Stored data entries:
-- Opening Marker --
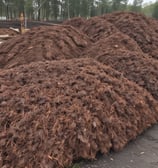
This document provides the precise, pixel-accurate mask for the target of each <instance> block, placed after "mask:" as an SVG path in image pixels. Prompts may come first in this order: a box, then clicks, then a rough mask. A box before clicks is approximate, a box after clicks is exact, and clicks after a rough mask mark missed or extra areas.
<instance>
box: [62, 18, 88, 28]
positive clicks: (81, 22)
mask: <svg viewBox="0 0 158 168" xmlns="http://www.w3.org/2000/svg"><path fill="white" fill-rule="evenodd" d="M85 23H86V19H84V18H82V17H75V18H72V19H69V20H66V21H64V22H63V24H64V25H71V26H73V27H75V28H77V29H82V26H83V25H84V24H85Z"/></svg>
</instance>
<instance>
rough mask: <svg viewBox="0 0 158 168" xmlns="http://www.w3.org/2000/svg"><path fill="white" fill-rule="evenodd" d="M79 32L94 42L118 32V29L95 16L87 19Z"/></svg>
mask: <svg viewBox="0 0 158 168" xmlns="http://www.w3.org/2000/svg"><path fill="white" fill-rule="evenodd" d="M81 30H82V31H83V32H84V33H85V34H87V35H88V36H89V37H91V38H92V39H93V40H94V41H95V42H96V41H98V40H99V39H101V38H104V39H105V38H106V37H108V36H109V35H111V34H113V33H116V32H118V29H117V28H116V27H115V26H114V25H113V24H111V23H110V22H108V21H106V20H104V19H102V18H101V17H97V16H96V17H92V18H90V19H88V20H87V21H86V22H85V24H84V25H83V26H82V29H81Z"/></svg>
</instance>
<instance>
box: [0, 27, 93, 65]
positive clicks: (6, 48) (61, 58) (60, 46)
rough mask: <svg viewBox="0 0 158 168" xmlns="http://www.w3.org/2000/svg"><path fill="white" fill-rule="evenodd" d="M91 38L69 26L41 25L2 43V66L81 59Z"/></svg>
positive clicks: (77, 30) (1, 62)
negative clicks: (42, 25) (35, 62)
mask: <svg viewBox="0 0 158 168" xmlns="http://www.w3.org/2000/svg"><path fill="white" fill-rule="evenodd" d="M90 44H91V40H90V39H89V38H88V36H86V35H85V34H83V33H81V32H80V31H78V30H77V29H75V28H73V27H71V26H67V25H56V26H41V27H37V28H33V29H32V30H30V31H29V32H27V33H25V34H24V35H21V36H18V37H16V38H14V39H11V40H8V41H7V42H5V43H3V44H1V45H0V68H12V67H15V66H18V65H22V64H28V63H31V62H36V61H45V60H60V59H71V58H78V57H80V55H81V52H82V51H84V49H85V48H86V47H87V46H89V45H90Z"/></svg>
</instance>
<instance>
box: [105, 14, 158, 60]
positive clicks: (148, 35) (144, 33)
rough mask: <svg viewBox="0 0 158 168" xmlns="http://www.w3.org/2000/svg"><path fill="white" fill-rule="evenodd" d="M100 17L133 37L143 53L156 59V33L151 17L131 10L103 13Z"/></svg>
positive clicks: (157, 57)
mask: <svg viewBox="0 0 158 168" xmlns="http://www.w3.org/2000/svg"><path fill="white" fill-rule="evenodd" d="M102 18H103V19H105V20H107V21H109V22H110V23H112V24H114V25H115V26H116V27H117V28H118V29H119V30H120V31H121V32H123V33H124V34H127V35H129V36H130V37H131V38H133V39H134V40H135V41H136V42H137V43H138V45H139V46H140V47H141V49H142V51H143V52H144V53H148V54H150V55H151V56H153V57H154V58H156V59H158V47H157V46H158V33H157V32H156V31H155V26H153V24H152V21H151V19H148V18H147V17H145V16H144V15H142V14H138V13H132V12H131V13H126V12H116V13H112V14H107V15H104V16H102ZM155 24H156V23H155Z"/></svg>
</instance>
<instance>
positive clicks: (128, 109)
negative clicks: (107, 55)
mask: <svg viewBox="0 0 158 168" xmlns="http://www.w3.org/2000/svg"><path fill="white" fill-rule="evenodd" d="M0 111H1V113H0V167H6V168H10V167H18V168H24V167H47V168H61V167H64V166H69V165H70V164H71V163H72V160H75V159H78V158H81V157H82V158H86V159H88V158H89V159H91V158H95V155H96V153H97V152H98V151H100V152H102V153H107V152H108V151H109V150H110V149H113V150H115V151H117V150H120V149H122V148H123V147H124V146H125V145H126V144H127V142H129V141H130V140H132V139H135V138H136V136H137V135H138V134H140V133H141V132H142V131H143V130H145V129H146V128H148V127H149V126H151V124H154V123H156V121H158V104H157V102H156V101H155V100H154V99H153V98H152V96H151V95H150V94H149V93H148V92H147V91H146V90H144V89H142V88H141V87H139V86H138V85H136V84H135V83H133V82H130V81H128V80H127V79H125V78H123V77H122V75H121V74H120V73H119V72H116V71H115V70H113V69H112V68H110V67H108V66H105V65H102V64H100V63H99V62H96V61H94V60H91V59H74V60H62V61H52V62H51V61H49V62H44V63H42V62H38V63H37V62H34V63H32V64H29V65H24V66H19V67H17V68H12V69H8V70H3V71H1V72H0Z"/></svg>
-- Closing Marker --
Required action:
Which lines in the records contain the string "positive"? Copy each of them.

Solution to the exercise:
positive clicks: (81, 22)
positive clicks: (6, 48) (61, 58) (60, 46)
positive clicks: (77, 30) (1, 62)
positive clicks: (148, 35) (144, 33)
positive clicks: (157, 57)
positive clicks: (128, 109)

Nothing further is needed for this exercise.